# [Reading passage]

# # #

Source: Audit reveals deep-rooted operational failures at Bulawayo City Council – herald
Vusumuzi Dube, vusumuzi.dube@sundaynews.co.zw
A RECENT internal audit of the Bulawayo City Council has laid bare a range of structural and operational weaknesses that continue to undermine the city’s ability to support business activity, raising fresh questions about governance, infrastructure and the pace of reform in Zimbabwe’s second-largest city.
The audit that was necessitated by the need to assess the local authority’s ease of doing business was conducted over several months and circulated internally late last year.
It found that critical municipal processes remain fragmented and heavily reliant on manual systems, a situation that has resulted in inconsistent service delivery and duplicated work across departments.
For businesses, the report noted that these inefficiencies translate into delays, uncertainty and uneven customer experiences that erode confidence in the local authority.
The administrative shortcomings are compounded by severe infrastructure deficits that the audit describes as among the most pressing constraints on Bulawayo’s economic recovery.
In a survey cited in the report, 93,8 percent of businesses said poor infrastructure had directly affected their operations.
Respondents pointed to dilapidated roads, frequent water shortages, inadequate drainage systems and unreliable waste management services as persistent obstacles to productivity and growth.
“We noted that while the city has deployed several digital initiatives including the BlueDot notification system for application status updates, online service application portals, online digital payments and a partially implemented electronic document management system, these systems operate in isolation.
“Departments such as Town Planning. Health Works and Water and Sanitation use independent platforms that do not communicate with each other. Applicants are therefore required to submit the same information multiple times when applying for related services. Although initial submissions are digital, physical files are still manually transferred between departments for review and approval,” reads the report.
The report noted that a survey revealed that 73 percent of businesses experienced confusion when dealing with multiple systems, with staff interviews revealing that they were frustrated with having to enter the same data repeatedly, additionally, process mapping identified 23 points where manual interventions occur, presenting opportunities for automation to improve efficiency.
It was noted that despite the availability of digital platforms, 32 percent of applications still follow predominantly manual workflows, furthermore, there is significant departmental resistance, as some teams continue to use manual registers in conjunction with the digital systems.
Additionally, key steps, such as site inspections and inter-departmental consultations have not been digitised and remain entirely manual.

# # #

[Dataset excerpts on object pointing]
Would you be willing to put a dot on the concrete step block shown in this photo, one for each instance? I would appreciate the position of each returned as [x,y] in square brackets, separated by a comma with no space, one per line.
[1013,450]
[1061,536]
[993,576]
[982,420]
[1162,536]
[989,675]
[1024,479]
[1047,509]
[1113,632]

# # #

# [Job]
List every digital initiative that the article on the Bulawayo City Council audit says the city has deployed. Rely only on the article about the Bulawayo City Council audit, not on the rows.

# [Solution to this problem]
- The BlueDot notification system for application status updates
- Online service application portals
- Online digital payments
- A partially implemented electronic document management system